§ **Task requirements**:
Please restate each line of the data that follows word for word, skipping any image.

==== Records supplied ====

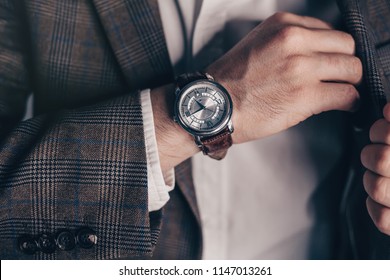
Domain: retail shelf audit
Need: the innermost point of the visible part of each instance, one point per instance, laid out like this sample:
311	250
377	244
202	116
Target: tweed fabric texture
81	160
369	23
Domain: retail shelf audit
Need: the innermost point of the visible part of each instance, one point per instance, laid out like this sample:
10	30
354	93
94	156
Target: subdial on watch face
203	108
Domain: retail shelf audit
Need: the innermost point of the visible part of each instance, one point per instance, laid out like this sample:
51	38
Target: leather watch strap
217	146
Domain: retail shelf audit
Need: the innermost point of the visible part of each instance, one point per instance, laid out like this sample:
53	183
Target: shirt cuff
159	184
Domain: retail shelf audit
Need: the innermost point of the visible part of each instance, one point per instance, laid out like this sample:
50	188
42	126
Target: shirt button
47	243
65	240
27	244
86	238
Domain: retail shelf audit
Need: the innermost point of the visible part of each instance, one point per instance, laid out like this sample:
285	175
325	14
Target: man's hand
376	180
287	69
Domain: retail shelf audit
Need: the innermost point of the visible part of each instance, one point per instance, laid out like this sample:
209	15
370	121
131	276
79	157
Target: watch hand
197	111
200	104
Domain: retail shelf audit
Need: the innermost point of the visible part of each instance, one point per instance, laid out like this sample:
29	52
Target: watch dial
204	107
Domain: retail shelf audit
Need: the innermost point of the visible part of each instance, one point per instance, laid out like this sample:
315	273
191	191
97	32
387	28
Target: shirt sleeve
159	184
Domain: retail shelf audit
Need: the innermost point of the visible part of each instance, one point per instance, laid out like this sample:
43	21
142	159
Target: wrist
232	86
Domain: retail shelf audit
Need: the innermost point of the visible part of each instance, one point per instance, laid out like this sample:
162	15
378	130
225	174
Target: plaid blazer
80	162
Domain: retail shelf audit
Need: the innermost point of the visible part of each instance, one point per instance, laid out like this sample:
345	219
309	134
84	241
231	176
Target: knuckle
280	17
382	159
378	189
383	221
290	36
364	156
295	64
357	68
350	41
350	91
375	129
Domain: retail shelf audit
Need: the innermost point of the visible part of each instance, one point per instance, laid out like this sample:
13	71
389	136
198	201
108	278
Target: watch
204	109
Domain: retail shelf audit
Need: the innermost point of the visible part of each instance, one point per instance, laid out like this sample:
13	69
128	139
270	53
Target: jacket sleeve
73	176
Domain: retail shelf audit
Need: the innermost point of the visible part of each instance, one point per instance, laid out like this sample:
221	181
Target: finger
337	67
380	132
331	41
335	96
304	21
380	215
377	187
376	157
386	112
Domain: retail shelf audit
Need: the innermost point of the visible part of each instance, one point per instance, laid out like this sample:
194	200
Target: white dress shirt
256	203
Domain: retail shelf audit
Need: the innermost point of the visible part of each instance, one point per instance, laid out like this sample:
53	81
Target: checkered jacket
80	161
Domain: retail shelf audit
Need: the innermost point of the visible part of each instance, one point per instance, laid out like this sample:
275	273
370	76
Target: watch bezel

====

§ **Answer to the exercise**:
Domain: retail shelf audit
Need: the innermost point of the visible part of each instance, one point per instance, laid out like this sample:
311	250
377	244
202	116
Target: tweed fabric texture
81	160
369	23
Domain: retail shelf audit
Need: the innermost point of the visible part of each instance, one point per instance, laid out like this sample:
10	30
354	93
94	156
Target: subdial on watch face
203	108
Domain: retail shelf audit
Need: the innermost point of the visible part of each instance, one point per instance, laid out like this sample:
51	38
Target: leather watch strap
217	146
Domain: retail shelf audit
Need: the innermost point of the visible part of each instance, one point per instance, laid out like this sample:
53	183
Target: shirt cuff
159	184
Domain: retail shelf audit
Need: the innermost point of the visible part of each instance, one point per instance, laid out like this sample:
50	188
42	126
Target: shirt button
47	243
65	240
27	244
86	238
Domain: retail shelf audit
Need: the innermost point of the visible part of each instance, one point per instance, laid out like this sample:
285	175
325	14
Target: man's hand
376	180
287	69
Domain: retail shelf audit
Need: the innermost point of the visible part of each instance, one point per instance, laid out like this sample:
209	15
370	121
131	276
79	157
Target: watch hand
197	111
200	104
Domain: retail shelf audit
Need: the innermost point of the visible part of each instance, one point per instance, laid out like this sample:
29	52
Target: watch dial
204	107
Domain: retail shelf audit
Need: the innermost point of the visible part of each instance, one point per instance, laid out like this sample:
315	273
191	191
97	32
387	28
Target: shirt sleeve
159	184
Domain: retail shelf audit
Need: the innermost point of the visible part of each instance, one point per instance, laid out like this sample:
43	21
142	159
Target: wrist
232	86
Domain: retail shelf audit
Need: the innermost point of the visible part of each instance, one point per instance, laid out like this sample:
162	15
378	130
225	174
Target: plaid blazer
80	162
Domain: retail shelf audit
Need: the innermost point of the visible part of each instance, one point per instance, laid out like this sample:
345	219
309	134
84	241
231	176
Target: knuckle
280	17
382	159
378	189
383	221
290	36
364	156
295	64
357	68
350	41
350	91
375	129
Domain: retail shelf audit
Need: the innermost point of the visible part of each instance, one point per instance, laid out like this sample:
13	71
389	136
198	201
108	278
Target: watch
204	109
Domain: retail shelf audit
Need: the innermost point of the visible part of each instance, one point per instance, laid out like this sample:
13	69
128	139
270	53
Target: jacket sleeve
73	176
Domain: retail shelf audit
Need: the innermost point of the visible part of each instance, one point per instance, laid out like this sample:
221	181
Target: finger
337	67
380	132
331	41
335	96
304	21
380	215
377	187
376	157
386	112
Domain: retail shelf audit
Need: the innermost point of the visible part of each instance, one point per instance, laid out like this sample:
194	200
Target: white dress shirt
256	203
Domain: retail shelf audit
Need: the innermost point of the visible part of each instance, one point per instance, laid out like this sample:
53	81
Target: checkered jacket
80	161
Domain: retail shelf audit
Need: the innermost point of the visible part of each instance, one point per instance, laid out like this sample:
275	273
370	76
Target: watch bezel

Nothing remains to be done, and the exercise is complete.